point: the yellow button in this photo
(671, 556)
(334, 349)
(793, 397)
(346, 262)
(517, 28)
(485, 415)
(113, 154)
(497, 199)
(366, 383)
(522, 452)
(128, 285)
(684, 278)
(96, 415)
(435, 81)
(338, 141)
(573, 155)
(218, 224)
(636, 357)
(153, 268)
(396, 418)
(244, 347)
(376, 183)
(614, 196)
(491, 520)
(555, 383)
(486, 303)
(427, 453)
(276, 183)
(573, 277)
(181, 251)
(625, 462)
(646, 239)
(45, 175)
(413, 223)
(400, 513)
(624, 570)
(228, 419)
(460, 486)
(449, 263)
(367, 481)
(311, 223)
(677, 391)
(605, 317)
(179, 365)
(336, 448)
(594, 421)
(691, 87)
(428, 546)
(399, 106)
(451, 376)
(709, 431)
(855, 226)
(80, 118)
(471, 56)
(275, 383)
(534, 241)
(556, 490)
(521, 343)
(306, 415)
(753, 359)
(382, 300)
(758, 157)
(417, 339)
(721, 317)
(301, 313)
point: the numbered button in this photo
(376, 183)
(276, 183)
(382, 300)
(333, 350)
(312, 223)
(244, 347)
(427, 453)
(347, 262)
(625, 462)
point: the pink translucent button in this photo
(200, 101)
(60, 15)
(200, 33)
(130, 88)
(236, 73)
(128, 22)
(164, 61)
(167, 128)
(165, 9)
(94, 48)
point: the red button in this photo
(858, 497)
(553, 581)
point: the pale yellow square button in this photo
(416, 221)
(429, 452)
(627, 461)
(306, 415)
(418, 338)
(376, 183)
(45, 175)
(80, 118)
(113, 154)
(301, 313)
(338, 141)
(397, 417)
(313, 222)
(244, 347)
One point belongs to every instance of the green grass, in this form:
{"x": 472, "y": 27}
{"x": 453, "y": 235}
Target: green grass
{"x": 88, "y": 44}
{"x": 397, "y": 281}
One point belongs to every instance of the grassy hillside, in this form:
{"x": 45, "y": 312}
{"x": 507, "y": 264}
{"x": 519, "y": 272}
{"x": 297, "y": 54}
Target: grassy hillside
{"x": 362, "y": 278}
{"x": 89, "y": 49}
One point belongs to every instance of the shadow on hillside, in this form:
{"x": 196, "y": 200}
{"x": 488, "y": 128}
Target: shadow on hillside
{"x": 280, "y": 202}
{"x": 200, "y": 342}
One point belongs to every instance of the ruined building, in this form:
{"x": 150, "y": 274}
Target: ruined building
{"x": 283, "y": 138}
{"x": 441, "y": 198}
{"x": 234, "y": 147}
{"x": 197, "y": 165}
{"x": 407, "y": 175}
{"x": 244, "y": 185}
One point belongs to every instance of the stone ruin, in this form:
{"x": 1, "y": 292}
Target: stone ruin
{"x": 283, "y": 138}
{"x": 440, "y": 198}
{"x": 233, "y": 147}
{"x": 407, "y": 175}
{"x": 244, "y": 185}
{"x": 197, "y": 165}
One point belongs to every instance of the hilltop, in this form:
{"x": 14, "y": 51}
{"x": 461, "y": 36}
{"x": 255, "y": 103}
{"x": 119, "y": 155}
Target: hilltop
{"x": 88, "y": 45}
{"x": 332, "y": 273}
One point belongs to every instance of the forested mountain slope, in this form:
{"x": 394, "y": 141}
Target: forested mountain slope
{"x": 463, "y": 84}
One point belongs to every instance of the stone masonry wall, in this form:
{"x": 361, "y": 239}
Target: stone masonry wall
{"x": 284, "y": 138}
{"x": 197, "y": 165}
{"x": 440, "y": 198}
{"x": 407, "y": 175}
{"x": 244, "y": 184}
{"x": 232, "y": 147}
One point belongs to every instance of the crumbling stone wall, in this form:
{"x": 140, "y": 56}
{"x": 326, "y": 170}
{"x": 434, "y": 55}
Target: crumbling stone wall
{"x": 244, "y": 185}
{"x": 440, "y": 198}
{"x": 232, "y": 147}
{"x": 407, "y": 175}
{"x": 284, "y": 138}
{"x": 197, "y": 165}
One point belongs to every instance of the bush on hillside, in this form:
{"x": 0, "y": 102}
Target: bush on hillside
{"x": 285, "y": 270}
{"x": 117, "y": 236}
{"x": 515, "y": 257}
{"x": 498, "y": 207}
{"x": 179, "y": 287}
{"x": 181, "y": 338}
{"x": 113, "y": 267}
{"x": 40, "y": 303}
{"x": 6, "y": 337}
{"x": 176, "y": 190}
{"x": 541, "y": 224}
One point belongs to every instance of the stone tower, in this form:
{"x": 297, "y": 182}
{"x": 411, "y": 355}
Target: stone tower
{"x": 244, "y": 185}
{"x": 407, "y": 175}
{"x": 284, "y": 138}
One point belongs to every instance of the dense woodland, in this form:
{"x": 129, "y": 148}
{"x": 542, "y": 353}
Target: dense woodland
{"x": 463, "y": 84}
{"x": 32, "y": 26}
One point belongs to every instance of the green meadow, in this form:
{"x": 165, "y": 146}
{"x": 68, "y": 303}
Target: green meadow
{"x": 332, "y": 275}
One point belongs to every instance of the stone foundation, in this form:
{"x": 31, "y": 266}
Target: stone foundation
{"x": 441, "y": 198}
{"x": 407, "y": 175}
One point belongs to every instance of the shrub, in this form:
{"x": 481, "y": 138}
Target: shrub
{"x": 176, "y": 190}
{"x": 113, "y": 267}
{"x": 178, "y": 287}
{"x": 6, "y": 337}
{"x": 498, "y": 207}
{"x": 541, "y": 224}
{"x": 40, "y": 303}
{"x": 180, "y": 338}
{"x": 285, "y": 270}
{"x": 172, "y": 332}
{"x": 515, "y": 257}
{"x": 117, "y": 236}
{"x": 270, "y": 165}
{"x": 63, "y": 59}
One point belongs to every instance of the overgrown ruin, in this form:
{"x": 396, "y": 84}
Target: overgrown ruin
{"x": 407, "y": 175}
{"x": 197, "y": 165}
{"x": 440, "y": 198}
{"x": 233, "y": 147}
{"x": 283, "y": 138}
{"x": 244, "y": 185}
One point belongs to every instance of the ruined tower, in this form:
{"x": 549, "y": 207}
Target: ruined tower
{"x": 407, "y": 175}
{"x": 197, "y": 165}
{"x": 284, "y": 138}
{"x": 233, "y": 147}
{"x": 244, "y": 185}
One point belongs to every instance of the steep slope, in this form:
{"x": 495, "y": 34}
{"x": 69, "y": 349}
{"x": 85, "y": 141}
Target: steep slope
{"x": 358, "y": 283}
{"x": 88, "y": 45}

▸ **Problem to work on**:
Rename "steep slope" to "steep hillside" in the lines of the listing starting with the line containing "One point belongs to every instance of the steep" and going on through the end of the listing, then give those lines again with all else left as it stands.

▸ **Result**:
One point belongs to every instance of the steep hillside, in this form:
{"x": 495, "y": 34}
{"x": 69, "y": 349}
{"x": 85, "y": 141}
Target: steep hillside
{"x": 358, "y": 283}
{"x": 88, "y": 45}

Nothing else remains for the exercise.